One of the most common mistakes which investors make while selecting stocks is paying more attention than is due to the Return on Equity (ROE) or the return which the company generates on the employed capital.
While ROE is an extremely important metric it should not be treated as the holy gospel of investing. A single ratio can never be considered as the primary screening criterion for identifying stocks.
Why is it important to look at ROE along with valuation techniques?
Return on Equity – indicates how much profit a company generates on the capital invested by the equity shareholders. Put differently, ROE measures the return generated by the owners (i.e. shareholders) on their investment in the business.
Return on equity is expressed in percentage terms and is calculated by dividing the net profit generated by the company by shareholder’s equity (i.e. share capital + reserves and surplus also referred to as ‘Net Worth’).
What is high ROE? I could answer this in 100 ways depending upon the industry/ sector; but a more important question is this – Am I paying too much to acquire high ROE?
For example – Hindustan Unilever (HUL) for the year FY 2014 reported an ROE of 111.54, i.e. HUL earns 111.54% return per year on the money invested by shareholders. Sounds brilliant, isn’t it? Shareholder money is doubling every year. But how much must the shareholder pay to acquire this high ROE?
HUL has 216.35 Cr. shares outstanding. Let’s say an investor was to buy 1% of it = 2.16 Cr. shares. The Investor will pay Rs. 1,852.95 Cr to get 1% equity (assuming the current share price of HUL = Rs. 857.85 as of 29 April 2015).

» Supplied records
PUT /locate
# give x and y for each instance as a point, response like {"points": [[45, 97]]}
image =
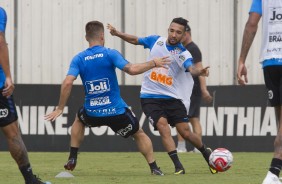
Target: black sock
{"points": [[202, 149], [275, 167], [73, 152], [27, 173], [174, 157], [206, 153], [153, 165]]}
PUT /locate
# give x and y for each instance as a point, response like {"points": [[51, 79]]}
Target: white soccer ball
{"points": [[221, 159]]}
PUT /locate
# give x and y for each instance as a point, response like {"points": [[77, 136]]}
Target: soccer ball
{"points": [[221, 159]]}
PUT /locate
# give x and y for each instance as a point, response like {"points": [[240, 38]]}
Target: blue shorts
{"points": [[124, 124]]}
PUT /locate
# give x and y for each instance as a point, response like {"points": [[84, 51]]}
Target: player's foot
{"points": [[179, 171], [37, 180], [157, 171], [70, 165], [181, 150], [271, 179], [206, 155]]}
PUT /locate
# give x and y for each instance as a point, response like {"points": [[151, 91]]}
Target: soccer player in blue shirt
{"points": [[8, 114], [271, 59], [103, 105], [165, 94]]}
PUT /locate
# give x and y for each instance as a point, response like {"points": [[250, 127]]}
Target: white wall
{"points": [[51, 32]]}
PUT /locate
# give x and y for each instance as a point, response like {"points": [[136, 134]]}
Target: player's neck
{"points": [[96, 43], [187, 41]]}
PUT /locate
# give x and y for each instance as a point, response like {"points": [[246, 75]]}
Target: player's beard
{"points": [[173, 41]]}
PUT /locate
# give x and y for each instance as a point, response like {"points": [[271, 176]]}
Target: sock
{"points": [[153, 165], [181, 145], [174, 157], [275, 167], [206, 154], [73, 152], [202, 149], [27, 173]]}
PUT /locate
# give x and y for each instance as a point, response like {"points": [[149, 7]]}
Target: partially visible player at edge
{"points": [[199, 91], [165, 93], [104, 107], [9, 122], [271, 60]]}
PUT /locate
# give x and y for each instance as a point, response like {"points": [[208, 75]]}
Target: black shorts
{"points": [[194, 110], [171, 109], [8, 112], [125, 124], [273, 82]]}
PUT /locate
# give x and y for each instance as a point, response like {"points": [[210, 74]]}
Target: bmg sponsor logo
{"points": [[98, 86]]}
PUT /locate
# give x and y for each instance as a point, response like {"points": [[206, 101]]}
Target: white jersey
{"points": [[175, 81], [271, 29]]}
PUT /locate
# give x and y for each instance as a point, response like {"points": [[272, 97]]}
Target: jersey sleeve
{"points": [[256, 7], [117, 59], [3, 20], [196, 54], [74, 67], [185, 59], [148, 42]]}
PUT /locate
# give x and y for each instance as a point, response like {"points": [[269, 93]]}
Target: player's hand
{"points": [[162, 62], [53, 115], [207, 97], [112, 29], [205, 72], [9, 87], [242, 74]]}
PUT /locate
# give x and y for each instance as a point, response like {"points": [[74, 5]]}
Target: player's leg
{"points": [[169, 144], [185, 131], [145, 147], [197, 129], [77, 136], [181, 144], [16, 146], [273, 82], [154, 110]]}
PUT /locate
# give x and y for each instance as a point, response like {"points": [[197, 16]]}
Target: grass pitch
{"points": [[131, 167]]}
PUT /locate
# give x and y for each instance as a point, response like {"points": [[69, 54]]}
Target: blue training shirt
{"points": [[96, 67], [3, 22]]}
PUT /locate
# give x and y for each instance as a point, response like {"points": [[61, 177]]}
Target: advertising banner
{"points": [[239, 119]]}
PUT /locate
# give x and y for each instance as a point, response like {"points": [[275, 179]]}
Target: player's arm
{"points": [[126, 37], [248, 37], [5, 64], [205, 93], [138, 68], [66, 88]]}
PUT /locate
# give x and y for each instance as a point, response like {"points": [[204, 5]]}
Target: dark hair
{"points": [[93, 29], [183, 22]]}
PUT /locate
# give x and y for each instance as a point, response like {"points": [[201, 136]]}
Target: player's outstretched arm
{"points": [[5, 64], [248, 37], [64, 95], [126, 37], [195, 71], [138, 68]]}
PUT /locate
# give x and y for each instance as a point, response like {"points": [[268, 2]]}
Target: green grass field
{"points": [[130, 167]]}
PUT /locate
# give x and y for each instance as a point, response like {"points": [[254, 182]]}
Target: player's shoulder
{"points": [[192, 47]]}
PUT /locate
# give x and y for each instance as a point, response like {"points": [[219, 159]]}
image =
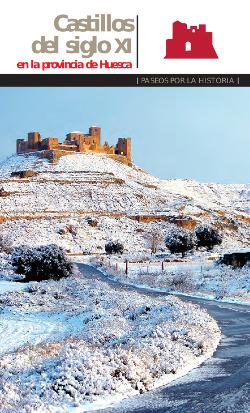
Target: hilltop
{"points": [[85, 199]]}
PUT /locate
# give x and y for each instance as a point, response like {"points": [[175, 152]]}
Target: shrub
{"points": [[5, 245], [41, 263], [114, 247], [180, 241], [24, 174], [208, 237], [92, 222]]}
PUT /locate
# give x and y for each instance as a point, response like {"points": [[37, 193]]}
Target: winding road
{"points": [[220, 385]]}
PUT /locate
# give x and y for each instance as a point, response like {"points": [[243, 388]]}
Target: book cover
{"points": [[124, 207]]}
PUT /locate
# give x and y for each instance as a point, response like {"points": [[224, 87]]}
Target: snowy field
{"points": [[58, 204], [195, 277], [79, 343]]}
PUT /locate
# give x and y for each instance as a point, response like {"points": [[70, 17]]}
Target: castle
{"points": [[190, 43], [52, 149]]}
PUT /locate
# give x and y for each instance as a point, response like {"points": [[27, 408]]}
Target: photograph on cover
{"points": [[121, 209]]}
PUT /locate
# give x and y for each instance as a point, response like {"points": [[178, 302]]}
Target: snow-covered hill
{"points": [[57, 204]]}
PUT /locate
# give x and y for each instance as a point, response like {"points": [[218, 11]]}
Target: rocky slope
{"points": [[84, 200]]}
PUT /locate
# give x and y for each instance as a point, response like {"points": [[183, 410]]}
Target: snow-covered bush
{"points": [[208, 237], [114, 247], [41, 263], [5, 244], [180, 241]]}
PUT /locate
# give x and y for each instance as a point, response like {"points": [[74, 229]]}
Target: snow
{"points": [[196, 278], [80, 186], [77, 342]]}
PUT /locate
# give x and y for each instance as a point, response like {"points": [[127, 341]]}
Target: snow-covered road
{"points": [[220, 385]]}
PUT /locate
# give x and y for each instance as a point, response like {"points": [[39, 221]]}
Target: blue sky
{"points": [[199, 133]]}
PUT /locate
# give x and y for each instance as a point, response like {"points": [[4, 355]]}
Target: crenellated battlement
{"points": [[75, 142]]}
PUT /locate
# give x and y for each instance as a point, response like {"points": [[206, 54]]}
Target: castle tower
{"points": [[123, 147], [95, 134], [34, 138]]}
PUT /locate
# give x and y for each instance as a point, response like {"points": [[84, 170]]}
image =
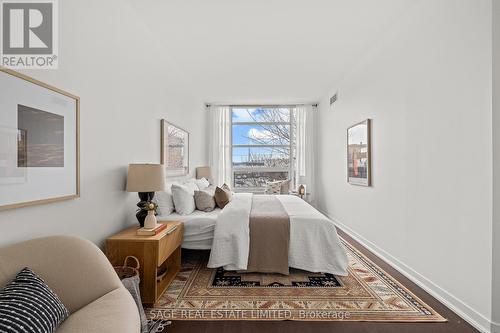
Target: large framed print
{"points": [[174, 149], [39, 142], [359, 154]]}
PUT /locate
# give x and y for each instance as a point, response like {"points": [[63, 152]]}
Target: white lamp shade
{"points": [[146, 178]]}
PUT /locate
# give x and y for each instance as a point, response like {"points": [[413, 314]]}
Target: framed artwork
{"points": [[174, 149], [359, 154], [39, 142]]}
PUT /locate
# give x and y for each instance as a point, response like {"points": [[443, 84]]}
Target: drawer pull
{"points": [[172, 229]]}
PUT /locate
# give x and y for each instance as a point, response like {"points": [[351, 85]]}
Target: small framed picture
{"points": [[174, 149], [359, 154]]}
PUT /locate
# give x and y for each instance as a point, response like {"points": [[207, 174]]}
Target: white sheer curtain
{"points": [[220, 144], [305, 116]]}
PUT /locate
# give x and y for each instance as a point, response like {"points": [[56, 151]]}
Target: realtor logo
{"points": [[29, 34]]}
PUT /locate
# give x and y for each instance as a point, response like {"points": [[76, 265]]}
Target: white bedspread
{"points": [[314, 243]]}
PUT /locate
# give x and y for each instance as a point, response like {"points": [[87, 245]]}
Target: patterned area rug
{"points": [[366, 294]]}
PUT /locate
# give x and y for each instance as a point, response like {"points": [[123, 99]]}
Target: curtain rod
{"points": [[260, 105]]}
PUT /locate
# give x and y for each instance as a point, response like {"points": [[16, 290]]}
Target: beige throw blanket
{"points": [[269, 236]]}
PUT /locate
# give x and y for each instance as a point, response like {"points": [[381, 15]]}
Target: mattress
{"points": [[198, 228]]}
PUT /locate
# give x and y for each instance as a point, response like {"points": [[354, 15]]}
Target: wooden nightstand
{"points": [[159, 256]]}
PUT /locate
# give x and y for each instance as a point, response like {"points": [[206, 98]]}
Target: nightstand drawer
{"points": [[169, 243]]}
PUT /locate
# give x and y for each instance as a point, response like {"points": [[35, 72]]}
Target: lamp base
{"points": [[141, 212]]}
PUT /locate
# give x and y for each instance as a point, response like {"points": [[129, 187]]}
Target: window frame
{"points": [[290, 123]]}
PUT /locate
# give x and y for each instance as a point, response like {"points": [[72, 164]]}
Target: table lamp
{"points": [[145, 179]]}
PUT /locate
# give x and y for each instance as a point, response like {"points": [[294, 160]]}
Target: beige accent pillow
{"points": [[204, 201], [223, 196]]}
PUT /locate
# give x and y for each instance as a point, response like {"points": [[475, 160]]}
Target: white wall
{"points": [[427, 87], [496, 169], [126, 85]]}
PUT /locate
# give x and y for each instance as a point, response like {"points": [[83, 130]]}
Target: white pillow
{"points": [[200, 183], [164, 200], [183, 196]]}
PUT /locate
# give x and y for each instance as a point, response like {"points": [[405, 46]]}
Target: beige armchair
{"points": [[80, 274]]}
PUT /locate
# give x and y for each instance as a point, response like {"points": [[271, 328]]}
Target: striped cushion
{"points": [[27, 304]]}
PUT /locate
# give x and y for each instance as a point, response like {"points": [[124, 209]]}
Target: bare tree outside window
{"points": [[263, 146]]}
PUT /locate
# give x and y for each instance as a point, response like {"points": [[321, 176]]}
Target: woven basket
{"points": [[127, 271]]}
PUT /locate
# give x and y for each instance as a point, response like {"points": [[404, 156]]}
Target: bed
{"points": [[199, 228], [313, 241]]}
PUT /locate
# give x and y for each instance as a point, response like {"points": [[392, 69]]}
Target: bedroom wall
{"points": [[126, 85], [426, 85], [495, 327]]}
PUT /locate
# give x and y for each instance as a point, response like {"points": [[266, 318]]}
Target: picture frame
{"points": [[40, 142], [174, 149], [359, 154]]}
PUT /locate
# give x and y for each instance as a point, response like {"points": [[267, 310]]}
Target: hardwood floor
{"points": [[455, 324]]}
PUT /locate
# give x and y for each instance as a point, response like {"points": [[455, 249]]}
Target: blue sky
{"points": [[241, 133]]}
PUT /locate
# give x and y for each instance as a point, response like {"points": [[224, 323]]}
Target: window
{"points": [[262, 146]]}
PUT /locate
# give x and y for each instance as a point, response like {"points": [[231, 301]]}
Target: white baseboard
{"points": [[495, 327], [470, 315]]}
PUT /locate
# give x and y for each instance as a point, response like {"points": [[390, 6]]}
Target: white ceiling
{"points": [[285, 51]]}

» Work to complete
Using the passage on return on equity, answer each question in a short phrase:
(a) What is net profit divided by to calculate return on equity?
(b) What ROE did Hindustan Unilever report for FY 2014?
(c) What share price for Hindustan Unilever does the passage assume, and as of what date?

» Answer to this task
(a) Shareholder's equity (share capital + reserves and surplus, also called 'Net Worth')
(b) 111.54
(c) Rs. 857.85, as of 29 April 2015